Rewrite the records below, swapping every "hallway" for "corridor" and keeping everything else unchanged. Leave the pictures out of your answer.

(begin)

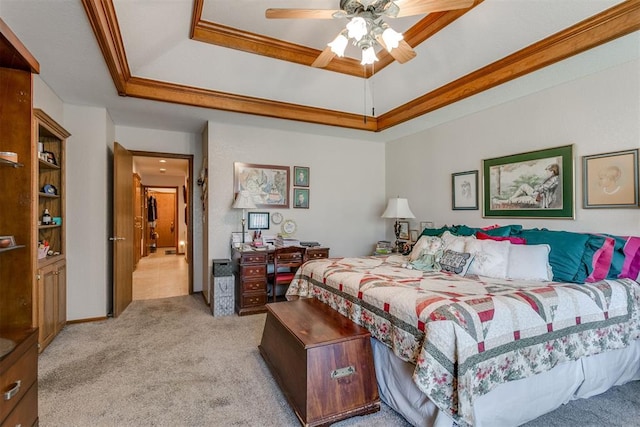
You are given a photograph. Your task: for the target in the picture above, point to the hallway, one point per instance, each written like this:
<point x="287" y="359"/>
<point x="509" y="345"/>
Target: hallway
<point x="159" y="275"/>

(end)

RESPONSE TO THE EXERCISE:
You are given a photograph. Your task: for the target in the picture above, point to the corridor, one point per instance, each written like this:
<point x="287" y="359"/>
<point x="509" y="345"/>
Target: corridor
<point x="159" y="275"/>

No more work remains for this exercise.